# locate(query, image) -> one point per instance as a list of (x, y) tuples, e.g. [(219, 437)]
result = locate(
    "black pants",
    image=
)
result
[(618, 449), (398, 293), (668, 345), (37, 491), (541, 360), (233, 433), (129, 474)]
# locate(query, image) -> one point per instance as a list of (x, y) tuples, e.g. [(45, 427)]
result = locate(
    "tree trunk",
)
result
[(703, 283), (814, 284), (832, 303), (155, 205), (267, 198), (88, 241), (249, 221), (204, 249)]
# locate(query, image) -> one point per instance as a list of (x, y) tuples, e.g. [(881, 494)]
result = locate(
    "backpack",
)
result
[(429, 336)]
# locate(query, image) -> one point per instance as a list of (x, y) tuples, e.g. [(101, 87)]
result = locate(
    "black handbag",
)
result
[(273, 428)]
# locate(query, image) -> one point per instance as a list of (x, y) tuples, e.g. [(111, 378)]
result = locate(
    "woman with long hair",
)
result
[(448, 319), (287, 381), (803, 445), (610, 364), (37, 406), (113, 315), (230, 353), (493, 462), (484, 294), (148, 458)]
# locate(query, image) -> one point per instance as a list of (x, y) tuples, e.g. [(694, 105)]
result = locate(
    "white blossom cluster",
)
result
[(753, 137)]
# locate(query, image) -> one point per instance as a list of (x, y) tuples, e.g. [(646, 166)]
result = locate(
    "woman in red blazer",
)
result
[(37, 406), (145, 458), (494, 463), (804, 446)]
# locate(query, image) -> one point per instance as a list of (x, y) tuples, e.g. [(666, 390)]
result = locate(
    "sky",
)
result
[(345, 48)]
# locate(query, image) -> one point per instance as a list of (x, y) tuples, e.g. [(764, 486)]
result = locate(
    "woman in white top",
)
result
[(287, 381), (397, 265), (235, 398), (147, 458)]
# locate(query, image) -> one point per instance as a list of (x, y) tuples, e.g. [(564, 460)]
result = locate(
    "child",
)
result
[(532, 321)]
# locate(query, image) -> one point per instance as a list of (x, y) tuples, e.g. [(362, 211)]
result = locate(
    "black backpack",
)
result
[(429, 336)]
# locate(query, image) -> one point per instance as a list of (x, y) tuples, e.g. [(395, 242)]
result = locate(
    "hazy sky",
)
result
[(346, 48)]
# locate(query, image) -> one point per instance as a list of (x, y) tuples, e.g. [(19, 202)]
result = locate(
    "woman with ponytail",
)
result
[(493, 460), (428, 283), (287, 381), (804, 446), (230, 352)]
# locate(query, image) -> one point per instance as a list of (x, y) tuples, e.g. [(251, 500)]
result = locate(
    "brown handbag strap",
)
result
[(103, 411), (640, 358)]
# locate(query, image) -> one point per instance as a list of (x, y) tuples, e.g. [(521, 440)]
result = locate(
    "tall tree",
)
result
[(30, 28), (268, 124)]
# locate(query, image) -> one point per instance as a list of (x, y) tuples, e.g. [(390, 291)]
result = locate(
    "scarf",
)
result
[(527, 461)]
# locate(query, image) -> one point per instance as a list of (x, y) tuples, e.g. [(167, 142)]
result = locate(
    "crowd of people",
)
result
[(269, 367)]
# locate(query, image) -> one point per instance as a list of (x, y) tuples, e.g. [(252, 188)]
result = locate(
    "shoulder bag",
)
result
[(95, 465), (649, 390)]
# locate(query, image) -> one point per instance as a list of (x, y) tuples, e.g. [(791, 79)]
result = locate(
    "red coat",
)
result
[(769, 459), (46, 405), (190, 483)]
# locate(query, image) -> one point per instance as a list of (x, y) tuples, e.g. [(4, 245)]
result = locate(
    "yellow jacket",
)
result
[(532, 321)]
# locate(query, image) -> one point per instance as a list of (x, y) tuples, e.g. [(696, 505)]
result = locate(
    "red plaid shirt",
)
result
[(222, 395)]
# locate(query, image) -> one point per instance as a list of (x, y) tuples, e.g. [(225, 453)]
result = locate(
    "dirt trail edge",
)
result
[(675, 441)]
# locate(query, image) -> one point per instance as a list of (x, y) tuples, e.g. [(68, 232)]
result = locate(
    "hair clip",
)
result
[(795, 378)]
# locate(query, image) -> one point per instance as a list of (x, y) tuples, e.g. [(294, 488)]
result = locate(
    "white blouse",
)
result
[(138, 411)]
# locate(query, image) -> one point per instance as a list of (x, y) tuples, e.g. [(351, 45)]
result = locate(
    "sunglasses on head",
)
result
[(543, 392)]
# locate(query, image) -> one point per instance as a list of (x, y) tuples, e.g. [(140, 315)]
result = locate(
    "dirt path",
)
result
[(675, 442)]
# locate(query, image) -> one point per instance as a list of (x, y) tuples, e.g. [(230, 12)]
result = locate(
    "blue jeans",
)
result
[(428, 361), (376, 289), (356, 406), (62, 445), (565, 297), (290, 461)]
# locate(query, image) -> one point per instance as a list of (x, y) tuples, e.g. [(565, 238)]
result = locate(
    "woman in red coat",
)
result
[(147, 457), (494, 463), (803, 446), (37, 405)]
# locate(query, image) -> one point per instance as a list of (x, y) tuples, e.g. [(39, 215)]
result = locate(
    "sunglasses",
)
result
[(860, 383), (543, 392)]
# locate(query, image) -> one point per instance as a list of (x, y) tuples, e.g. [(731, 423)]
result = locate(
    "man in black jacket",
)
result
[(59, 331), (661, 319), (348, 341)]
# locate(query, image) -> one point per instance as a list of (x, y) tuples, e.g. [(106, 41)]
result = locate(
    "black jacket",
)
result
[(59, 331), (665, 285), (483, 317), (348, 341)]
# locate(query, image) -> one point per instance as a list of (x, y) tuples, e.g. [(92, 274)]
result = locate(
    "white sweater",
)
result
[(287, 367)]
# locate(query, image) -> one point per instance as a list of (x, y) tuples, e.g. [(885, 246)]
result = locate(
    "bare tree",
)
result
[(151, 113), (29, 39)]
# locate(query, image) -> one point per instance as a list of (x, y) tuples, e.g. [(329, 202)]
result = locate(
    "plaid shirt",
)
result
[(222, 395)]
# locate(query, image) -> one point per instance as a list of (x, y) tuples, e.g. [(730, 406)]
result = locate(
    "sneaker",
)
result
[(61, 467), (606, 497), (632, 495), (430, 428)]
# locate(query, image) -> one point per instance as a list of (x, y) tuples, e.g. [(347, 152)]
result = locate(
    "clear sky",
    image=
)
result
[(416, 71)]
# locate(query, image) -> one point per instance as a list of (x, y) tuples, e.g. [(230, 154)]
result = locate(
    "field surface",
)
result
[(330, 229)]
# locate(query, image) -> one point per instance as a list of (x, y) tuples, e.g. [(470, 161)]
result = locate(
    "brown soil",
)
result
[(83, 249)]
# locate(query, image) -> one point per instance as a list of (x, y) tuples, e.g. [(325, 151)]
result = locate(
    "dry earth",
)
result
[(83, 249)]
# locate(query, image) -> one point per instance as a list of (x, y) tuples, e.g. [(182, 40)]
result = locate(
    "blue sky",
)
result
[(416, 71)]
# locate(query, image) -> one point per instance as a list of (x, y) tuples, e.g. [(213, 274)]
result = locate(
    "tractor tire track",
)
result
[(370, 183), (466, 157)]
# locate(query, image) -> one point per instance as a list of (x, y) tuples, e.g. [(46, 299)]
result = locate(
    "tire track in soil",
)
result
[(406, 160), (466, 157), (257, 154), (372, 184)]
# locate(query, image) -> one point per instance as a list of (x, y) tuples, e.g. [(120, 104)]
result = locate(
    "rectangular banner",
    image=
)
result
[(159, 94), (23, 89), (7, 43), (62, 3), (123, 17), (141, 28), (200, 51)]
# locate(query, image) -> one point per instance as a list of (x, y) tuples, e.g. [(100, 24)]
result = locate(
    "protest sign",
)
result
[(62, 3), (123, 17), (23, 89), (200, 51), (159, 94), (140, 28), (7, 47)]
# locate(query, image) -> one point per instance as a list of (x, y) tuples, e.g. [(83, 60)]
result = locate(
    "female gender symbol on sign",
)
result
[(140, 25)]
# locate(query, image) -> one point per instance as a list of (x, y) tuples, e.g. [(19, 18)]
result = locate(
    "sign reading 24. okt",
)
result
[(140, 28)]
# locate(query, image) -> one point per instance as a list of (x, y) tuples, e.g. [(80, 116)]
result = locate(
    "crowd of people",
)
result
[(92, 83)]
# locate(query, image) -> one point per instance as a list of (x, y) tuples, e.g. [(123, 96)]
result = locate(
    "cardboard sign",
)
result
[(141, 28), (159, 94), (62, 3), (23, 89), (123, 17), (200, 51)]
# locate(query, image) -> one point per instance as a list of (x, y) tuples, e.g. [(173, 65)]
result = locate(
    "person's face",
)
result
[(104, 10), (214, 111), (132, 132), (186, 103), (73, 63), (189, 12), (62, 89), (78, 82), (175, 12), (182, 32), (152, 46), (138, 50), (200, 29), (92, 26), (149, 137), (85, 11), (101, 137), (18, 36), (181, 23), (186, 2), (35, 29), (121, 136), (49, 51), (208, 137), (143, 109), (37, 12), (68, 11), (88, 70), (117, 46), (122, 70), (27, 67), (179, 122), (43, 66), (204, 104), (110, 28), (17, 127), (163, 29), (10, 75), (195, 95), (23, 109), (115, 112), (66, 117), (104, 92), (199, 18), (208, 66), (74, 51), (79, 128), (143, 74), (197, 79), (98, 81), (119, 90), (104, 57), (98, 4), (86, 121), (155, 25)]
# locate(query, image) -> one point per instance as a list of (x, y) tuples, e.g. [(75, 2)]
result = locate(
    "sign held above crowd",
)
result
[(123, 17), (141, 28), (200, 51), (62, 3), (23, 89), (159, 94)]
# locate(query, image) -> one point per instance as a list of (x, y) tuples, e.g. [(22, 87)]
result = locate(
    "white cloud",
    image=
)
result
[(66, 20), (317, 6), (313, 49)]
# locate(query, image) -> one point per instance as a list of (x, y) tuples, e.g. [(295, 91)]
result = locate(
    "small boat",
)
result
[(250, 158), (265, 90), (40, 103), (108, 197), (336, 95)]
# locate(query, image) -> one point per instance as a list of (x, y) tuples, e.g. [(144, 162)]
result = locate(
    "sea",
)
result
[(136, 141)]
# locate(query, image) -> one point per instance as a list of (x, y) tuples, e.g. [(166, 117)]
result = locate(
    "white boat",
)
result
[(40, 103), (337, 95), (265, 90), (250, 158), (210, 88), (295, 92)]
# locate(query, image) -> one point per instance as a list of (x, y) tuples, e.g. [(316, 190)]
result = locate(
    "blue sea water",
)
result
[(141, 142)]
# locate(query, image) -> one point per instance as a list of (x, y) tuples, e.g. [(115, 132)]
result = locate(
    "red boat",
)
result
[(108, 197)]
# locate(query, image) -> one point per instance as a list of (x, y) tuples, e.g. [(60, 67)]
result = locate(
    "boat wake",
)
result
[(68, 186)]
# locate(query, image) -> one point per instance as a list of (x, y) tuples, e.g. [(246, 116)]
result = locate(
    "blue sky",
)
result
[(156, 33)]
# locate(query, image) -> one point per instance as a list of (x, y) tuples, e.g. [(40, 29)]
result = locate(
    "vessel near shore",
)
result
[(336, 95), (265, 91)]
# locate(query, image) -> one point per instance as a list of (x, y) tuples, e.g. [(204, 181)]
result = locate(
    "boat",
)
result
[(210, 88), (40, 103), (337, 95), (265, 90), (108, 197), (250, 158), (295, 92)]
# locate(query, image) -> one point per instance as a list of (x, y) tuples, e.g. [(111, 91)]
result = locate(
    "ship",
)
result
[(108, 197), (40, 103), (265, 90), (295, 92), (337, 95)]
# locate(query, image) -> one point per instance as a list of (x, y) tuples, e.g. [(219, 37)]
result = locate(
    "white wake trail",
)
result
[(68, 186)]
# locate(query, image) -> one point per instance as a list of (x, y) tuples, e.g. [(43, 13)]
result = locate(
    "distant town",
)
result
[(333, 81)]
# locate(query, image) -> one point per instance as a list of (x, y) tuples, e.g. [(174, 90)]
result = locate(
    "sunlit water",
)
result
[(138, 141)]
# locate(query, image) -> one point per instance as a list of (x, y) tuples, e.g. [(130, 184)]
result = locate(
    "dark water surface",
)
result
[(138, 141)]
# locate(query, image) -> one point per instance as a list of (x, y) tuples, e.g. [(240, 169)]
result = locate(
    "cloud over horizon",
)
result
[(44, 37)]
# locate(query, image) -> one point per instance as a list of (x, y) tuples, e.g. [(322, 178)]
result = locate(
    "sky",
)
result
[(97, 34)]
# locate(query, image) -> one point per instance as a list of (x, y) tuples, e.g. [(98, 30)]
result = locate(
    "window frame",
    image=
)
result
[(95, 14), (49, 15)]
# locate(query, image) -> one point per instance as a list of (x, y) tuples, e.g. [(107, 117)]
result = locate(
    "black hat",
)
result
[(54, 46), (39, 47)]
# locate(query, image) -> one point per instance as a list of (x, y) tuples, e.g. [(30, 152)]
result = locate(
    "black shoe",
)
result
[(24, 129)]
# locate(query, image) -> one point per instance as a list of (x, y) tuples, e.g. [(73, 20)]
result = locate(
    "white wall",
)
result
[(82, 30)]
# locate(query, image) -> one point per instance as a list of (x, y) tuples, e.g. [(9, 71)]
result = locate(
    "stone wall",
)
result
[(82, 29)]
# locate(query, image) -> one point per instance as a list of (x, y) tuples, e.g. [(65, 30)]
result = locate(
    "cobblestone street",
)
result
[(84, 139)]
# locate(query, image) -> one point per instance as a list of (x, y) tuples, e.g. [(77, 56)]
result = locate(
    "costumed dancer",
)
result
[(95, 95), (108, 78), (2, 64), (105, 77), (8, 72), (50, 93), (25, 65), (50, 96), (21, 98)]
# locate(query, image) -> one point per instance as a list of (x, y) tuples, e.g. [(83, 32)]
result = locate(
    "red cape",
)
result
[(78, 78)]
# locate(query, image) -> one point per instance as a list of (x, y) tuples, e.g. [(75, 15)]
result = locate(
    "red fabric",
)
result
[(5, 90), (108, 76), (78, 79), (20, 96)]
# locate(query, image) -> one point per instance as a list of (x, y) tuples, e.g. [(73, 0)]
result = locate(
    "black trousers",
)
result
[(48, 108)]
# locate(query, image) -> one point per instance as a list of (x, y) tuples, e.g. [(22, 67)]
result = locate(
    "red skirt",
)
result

> WORK ORDER
Find the string "woman" in the material above, and report every line where it occurs.

> TASK ANSWER
    "woman with long hair",
    "woman in red blazer",
    "woman in white top",
    "woman with ponytail",
    "woman in red coat",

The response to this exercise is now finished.